* SET TASK *
Set down the full listing exactly, character for character.

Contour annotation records
++++++++++

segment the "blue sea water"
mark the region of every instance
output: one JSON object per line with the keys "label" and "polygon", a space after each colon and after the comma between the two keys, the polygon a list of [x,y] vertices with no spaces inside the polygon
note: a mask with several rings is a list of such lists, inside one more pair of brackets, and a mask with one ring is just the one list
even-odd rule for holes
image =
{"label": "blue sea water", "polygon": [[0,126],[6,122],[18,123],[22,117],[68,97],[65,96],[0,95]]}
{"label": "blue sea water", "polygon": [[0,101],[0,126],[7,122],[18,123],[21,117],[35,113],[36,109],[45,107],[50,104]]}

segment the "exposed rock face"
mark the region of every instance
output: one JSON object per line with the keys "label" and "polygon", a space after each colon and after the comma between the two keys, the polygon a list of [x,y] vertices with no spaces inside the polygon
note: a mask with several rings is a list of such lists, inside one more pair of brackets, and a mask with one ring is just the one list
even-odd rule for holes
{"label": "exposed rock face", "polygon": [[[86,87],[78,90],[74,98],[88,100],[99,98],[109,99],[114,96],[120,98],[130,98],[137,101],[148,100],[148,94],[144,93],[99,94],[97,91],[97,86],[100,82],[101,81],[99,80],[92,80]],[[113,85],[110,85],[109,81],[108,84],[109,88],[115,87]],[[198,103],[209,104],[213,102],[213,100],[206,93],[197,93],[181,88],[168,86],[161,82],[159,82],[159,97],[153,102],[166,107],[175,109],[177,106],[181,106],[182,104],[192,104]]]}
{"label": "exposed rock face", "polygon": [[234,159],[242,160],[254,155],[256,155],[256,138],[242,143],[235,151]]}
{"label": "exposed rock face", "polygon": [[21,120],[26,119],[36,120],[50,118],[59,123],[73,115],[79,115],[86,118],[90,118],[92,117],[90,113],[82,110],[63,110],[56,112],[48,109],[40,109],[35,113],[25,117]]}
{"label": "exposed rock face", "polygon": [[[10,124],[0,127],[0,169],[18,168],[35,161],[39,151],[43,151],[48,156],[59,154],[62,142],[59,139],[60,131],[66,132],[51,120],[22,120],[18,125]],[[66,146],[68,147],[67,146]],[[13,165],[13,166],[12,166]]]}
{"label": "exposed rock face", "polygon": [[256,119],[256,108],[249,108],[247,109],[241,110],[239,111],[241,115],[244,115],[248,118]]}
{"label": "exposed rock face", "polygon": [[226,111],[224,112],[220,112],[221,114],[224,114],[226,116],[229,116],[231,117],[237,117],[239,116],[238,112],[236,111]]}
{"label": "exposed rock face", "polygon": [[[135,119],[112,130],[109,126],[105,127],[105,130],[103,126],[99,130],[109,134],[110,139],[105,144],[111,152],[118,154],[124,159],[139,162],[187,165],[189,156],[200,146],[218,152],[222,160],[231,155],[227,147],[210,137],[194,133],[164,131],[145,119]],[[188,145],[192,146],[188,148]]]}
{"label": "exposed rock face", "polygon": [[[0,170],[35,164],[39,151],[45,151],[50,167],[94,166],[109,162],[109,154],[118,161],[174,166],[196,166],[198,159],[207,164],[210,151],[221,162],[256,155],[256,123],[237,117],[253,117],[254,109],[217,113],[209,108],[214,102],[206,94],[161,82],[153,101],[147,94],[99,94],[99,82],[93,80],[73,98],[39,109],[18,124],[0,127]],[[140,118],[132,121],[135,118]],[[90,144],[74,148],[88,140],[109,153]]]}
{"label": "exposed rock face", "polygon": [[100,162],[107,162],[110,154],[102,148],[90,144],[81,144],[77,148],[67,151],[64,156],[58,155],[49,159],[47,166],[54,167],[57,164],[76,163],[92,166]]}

++++++++++

* SOLUTION TO THIS TASK *
segment the "blue sea water"
mark the region of every instance
output: one JSON object per line with the keys "label" and "polygon", a space after each colon and after the comma between the two keys, the polygon a list of [x,y] vertices with no spaces inside the polygon
note: a mask with several rings is a list of such lists, inside one more pair of brackets, and a mask with one ring is just the one list
even-odd rule for holes
image =
{"label": "blue sea water", "polygon": [[0,126],[6,122],[18,123],[22,117],[68,97],[65,96],[0,95]]}
{"label": "blue sea water", "polygon": [[0,101],[0,126],[7,122],[18,123],[21,117],[35,113],[36,109],[45,107],[50,104]]}

segment the "exposed rock face"
mark the region of every instance
output: one JSON object per line with the keys "label" and "polygon", a space after each colon and after the comma between the two keys, the polygon a list of [x,y] vertices with no spaces inside the polygon
note: a mask with several rings is a list of such lists, inside one more pair of brackets, and a mask with one ring is just the one list
even-odd rule for holes
{"label": "exposed rock face", "polygon": [[[86,87],[78,90],[74,98],[88,100],[99,98],[109,99],[114,96],[120,98],[130,98],[137,101],[148,100],[148,94],[144,93],[99,94],[97,91],[97,86],[100,82],[101,81],[99,80],[92,80]],[[113,85],[110,85],[109,81],[108,84],[109,88],[115,87]],[[198,103],[209,104],[213,102],[213,100],[206,93],[197,93],[181,88],[168,86],[161,82],[159,82],[159,97],[153,102],[166,107],[175,109],[177,106],[181,106],[182,104],[192,104]]]}
{"label": "exposed rock face", "polygon": [[234,159],[242,160],[254,155],[256,155],[256,138],[242,143],[235,151]]}
{"label": "exposed rock face", "polygon": [[21,120],[26,119],[36,120],[50,118],[59,123],[73,115],[79,115],[86,118],[90,118],[92,117],[90,113],[82,110],[63,110],[56,112],[48,109],[40,109],[35,113],[25,117]]}
{"label": "exposed rock face", "polygon": [[[10,124],[0,127],[0,169],[18,168],[35,161],[39,151],[43,151],[48,156],[59,154],[62,142],[59,139],[60,131],[66,132],[51,120],[22,120],[18,125]],[[66,146],[68,147],[67,146]],[[13,165],[13,166],[12,166]]]}
{"label": "exposed rock face", "polygon": [[256,119],[256,108],[249,108],[247,109],[241,110],[239,111],[241,115],[244,115],[248,118]]}
{"label": "exposed rock face", "polygon": [[226,111],[224,112],[220,112],[221,114],[224,114],[226,116],[229,116],[231,117],[237,117],[239,116],[238,112],[236,111]]}
{"label": "exposed rock face", "polygon": [[[135,119],[112,130],[109,126],[105,127],[105,130],[103,126],[99,130],[109,134],[110,139],[105,144],[111,152],[118,154],[124,159],[139,162],[187,165],[189,156],[200,146],[218,152],[222,160],[231,155],[227,147],[210,137],[194,133],[164,131],[145,119]],[[188,145],[192,146],[188,148]]]}
{"label": "exposed rock face", "polygon": [[[0,170],[35,164],[39,151],[45,151],[50,167],[94,166],[109,162],[109,154],[118,161],[174,166],[196,166],[198,159],[207,164],[210,151],[221,162],[256,155],[256,123],[237,117],[253,117],[254,109],[217,113],[209,108],[214,102],[206,94],[161,82],[153,101],[147,94],[99,94],[99,82],[93,80],[73,98],[39,109],[18,124],[0,127]],[[140,118],[132,121],[135,118]],[[90,144],[74,148],[88,140],[109,153]]]}
{"label": "exposed rock face", "polygon": [[100,162],[107,162],[110,154],[102,148],[90,144],[81,144],[77,148],[67,151],[64,156],[58,155],[49,159],[47,166],[54,167],[57,164],[76,163],[92,166]]}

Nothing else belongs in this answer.